* Begin Data supplied *

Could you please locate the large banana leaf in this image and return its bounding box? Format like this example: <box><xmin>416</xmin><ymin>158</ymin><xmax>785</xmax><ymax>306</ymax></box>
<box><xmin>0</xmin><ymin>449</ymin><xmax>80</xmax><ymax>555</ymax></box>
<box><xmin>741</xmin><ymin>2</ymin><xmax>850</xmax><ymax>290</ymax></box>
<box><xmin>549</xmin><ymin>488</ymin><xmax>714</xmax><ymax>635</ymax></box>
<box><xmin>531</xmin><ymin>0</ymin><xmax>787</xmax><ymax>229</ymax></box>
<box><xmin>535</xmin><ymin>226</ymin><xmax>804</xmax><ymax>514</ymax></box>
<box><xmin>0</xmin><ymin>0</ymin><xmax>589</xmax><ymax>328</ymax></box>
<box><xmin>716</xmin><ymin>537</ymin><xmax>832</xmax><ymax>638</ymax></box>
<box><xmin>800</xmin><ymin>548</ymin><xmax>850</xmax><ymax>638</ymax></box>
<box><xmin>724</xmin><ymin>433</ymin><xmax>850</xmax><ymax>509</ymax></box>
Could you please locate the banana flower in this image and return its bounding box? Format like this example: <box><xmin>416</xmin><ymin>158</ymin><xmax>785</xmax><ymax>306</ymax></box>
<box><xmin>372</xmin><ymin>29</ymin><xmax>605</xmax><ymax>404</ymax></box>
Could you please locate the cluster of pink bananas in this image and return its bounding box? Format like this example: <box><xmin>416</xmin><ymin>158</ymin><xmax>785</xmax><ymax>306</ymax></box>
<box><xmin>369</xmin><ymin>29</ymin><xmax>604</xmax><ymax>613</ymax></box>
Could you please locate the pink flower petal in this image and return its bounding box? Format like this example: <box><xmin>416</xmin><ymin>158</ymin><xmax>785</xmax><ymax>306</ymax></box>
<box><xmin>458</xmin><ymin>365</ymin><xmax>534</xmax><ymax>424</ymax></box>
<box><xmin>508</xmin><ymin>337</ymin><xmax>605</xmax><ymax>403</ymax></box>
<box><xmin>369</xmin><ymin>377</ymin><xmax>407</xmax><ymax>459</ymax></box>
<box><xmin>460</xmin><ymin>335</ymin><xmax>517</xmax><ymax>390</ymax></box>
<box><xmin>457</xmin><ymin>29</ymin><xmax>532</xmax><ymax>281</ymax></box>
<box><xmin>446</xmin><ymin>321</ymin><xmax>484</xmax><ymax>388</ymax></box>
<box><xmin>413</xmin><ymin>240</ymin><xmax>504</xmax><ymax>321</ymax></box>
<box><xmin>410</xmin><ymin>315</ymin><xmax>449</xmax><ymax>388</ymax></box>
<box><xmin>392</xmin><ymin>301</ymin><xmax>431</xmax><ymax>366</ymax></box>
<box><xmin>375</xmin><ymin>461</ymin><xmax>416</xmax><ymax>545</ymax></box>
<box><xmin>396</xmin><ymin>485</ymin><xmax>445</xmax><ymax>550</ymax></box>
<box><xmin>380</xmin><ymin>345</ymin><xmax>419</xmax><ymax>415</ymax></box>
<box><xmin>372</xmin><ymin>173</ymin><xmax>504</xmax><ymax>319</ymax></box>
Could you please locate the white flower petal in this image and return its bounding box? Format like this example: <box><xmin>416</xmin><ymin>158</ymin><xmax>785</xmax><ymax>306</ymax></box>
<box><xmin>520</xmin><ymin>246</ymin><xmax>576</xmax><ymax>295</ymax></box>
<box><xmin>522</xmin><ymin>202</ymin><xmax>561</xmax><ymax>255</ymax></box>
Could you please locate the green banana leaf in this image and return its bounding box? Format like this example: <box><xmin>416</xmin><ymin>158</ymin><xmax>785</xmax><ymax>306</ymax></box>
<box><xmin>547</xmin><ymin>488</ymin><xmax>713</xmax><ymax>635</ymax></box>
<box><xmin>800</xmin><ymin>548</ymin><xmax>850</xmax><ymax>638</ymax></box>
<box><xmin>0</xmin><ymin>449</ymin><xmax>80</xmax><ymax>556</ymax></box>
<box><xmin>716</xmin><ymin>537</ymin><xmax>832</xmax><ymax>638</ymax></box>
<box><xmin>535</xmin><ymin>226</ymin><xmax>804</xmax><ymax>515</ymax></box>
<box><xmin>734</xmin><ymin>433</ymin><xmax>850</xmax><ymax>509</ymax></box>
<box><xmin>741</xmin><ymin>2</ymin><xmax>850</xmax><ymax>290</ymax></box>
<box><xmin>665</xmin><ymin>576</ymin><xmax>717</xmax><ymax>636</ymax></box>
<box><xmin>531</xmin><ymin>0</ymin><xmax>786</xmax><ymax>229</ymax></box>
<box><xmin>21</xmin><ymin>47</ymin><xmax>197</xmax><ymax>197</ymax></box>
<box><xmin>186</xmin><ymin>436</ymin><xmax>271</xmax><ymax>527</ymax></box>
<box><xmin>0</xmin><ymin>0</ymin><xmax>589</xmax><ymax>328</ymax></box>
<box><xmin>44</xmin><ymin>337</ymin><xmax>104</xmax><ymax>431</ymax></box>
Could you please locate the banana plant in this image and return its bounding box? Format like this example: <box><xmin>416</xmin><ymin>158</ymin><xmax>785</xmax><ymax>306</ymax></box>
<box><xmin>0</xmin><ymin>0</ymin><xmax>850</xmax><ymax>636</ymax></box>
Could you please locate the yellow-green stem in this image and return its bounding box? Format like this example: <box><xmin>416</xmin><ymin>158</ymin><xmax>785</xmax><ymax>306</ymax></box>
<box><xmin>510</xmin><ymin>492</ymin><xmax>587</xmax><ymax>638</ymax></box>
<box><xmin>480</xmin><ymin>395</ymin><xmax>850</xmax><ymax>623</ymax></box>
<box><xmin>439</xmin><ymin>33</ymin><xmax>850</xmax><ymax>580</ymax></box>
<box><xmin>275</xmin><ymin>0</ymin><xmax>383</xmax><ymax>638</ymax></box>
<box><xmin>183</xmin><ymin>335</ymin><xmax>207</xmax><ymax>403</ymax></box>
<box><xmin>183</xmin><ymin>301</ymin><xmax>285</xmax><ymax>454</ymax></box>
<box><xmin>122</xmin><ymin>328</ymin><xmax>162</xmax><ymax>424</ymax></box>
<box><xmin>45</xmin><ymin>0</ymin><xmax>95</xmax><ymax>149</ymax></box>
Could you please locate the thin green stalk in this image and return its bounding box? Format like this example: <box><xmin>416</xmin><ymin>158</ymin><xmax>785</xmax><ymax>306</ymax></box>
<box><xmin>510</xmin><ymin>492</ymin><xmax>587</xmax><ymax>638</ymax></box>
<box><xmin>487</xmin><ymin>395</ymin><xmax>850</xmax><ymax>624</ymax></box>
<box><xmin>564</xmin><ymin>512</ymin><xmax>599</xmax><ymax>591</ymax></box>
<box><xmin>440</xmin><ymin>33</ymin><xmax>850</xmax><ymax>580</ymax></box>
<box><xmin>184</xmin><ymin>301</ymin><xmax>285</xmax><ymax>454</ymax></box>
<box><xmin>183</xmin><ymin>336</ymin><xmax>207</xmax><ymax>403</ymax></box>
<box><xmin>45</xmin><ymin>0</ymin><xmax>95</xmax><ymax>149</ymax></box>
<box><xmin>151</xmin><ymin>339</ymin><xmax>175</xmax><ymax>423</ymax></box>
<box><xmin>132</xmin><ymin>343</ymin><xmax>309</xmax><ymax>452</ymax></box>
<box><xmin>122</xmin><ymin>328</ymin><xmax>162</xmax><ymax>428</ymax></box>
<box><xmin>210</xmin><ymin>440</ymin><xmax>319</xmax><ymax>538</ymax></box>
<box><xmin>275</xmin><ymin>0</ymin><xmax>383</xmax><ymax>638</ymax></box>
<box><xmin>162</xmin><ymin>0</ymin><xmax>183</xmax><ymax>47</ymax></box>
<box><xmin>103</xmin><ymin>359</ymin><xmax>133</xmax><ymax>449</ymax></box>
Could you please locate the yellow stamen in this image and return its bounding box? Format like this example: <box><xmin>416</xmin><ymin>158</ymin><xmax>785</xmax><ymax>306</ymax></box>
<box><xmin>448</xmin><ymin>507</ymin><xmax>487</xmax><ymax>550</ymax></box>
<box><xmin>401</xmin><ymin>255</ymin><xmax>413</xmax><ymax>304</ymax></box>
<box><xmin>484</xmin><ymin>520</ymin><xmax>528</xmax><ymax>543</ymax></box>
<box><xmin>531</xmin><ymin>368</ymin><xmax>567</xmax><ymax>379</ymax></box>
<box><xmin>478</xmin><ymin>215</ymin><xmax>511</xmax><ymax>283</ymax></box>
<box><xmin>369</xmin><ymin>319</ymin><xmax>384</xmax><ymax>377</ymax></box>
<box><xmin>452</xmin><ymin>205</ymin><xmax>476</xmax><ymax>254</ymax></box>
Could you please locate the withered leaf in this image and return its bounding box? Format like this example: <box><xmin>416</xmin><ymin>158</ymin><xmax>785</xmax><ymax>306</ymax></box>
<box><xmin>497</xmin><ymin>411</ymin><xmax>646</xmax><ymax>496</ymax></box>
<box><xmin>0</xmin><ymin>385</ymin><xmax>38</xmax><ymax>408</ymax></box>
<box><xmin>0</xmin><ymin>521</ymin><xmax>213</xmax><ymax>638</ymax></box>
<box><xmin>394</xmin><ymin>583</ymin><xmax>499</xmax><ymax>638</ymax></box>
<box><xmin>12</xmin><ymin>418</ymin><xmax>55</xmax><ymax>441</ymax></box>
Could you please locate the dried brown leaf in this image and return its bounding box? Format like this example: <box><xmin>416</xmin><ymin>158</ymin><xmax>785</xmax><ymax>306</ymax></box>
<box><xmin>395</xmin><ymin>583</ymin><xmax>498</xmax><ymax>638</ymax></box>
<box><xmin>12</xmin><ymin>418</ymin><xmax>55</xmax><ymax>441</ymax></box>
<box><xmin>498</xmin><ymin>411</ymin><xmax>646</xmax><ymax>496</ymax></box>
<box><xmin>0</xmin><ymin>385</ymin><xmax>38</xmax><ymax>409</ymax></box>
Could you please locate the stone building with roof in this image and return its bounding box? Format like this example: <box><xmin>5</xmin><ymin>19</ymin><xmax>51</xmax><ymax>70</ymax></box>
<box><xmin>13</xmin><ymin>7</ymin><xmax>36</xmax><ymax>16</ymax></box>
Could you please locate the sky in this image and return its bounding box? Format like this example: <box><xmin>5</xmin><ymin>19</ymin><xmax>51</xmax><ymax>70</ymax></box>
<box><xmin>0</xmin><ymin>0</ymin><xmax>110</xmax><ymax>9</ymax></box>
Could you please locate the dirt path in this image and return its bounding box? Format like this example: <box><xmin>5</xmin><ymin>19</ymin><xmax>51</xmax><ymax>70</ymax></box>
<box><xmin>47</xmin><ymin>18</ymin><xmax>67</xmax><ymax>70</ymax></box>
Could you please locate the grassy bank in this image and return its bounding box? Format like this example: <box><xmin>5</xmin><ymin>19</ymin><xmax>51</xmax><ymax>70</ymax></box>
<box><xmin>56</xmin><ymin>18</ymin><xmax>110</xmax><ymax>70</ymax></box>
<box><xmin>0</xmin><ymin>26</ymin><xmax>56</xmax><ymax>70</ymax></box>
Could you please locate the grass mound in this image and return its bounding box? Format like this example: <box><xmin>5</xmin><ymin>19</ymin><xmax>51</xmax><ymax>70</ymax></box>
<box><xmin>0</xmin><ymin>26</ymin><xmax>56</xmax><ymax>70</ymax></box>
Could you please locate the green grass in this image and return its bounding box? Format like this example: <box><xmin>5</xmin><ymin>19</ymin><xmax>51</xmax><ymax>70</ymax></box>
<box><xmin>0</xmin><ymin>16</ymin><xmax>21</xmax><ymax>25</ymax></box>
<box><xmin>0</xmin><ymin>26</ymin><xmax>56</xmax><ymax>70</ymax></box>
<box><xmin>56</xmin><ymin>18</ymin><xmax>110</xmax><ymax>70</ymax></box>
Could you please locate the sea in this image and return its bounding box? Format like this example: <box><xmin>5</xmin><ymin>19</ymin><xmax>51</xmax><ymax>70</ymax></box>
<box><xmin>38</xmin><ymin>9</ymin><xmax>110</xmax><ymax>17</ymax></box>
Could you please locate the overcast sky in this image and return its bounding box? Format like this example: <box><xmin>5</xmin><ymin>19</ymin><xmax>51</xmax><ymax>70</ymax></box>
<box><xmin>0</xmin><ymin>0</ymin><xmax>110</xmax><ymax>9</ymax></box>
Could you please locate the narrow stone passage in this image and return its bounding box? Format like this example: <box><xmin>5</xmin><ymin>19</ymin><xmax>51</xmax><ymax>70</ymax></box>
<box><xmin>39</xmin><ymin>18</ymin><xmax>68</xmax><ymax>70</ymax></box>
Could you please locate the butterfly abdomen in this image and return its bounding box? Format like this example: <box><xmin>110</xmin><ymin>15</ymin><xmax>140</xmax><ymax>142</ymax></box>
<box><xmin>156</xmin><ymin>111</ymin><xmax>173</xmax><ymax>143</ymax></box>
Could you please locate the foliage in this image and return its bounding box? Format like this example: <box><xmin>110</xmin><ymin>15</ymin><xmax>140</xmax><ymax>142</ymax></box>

* End Data supplied *

> Task requirements
Locate each line of the data containing the string "pink" and reproduce those lines.

> Response to the exercise
Could you please locate the cluster of pink bananas in this image and return its bounding box? Format like this example: <box><xmin>416</xmin><ymin>158</ymin><xmax>785</xmax><ymax>306</ymax></box>
Could you please locate the pink flower petal in this image and return its bounding box? Format like this example: <box><xmin>416</xmin><ymin>158</ymin><xmax>785</xmax><ymax>306</ymax></box>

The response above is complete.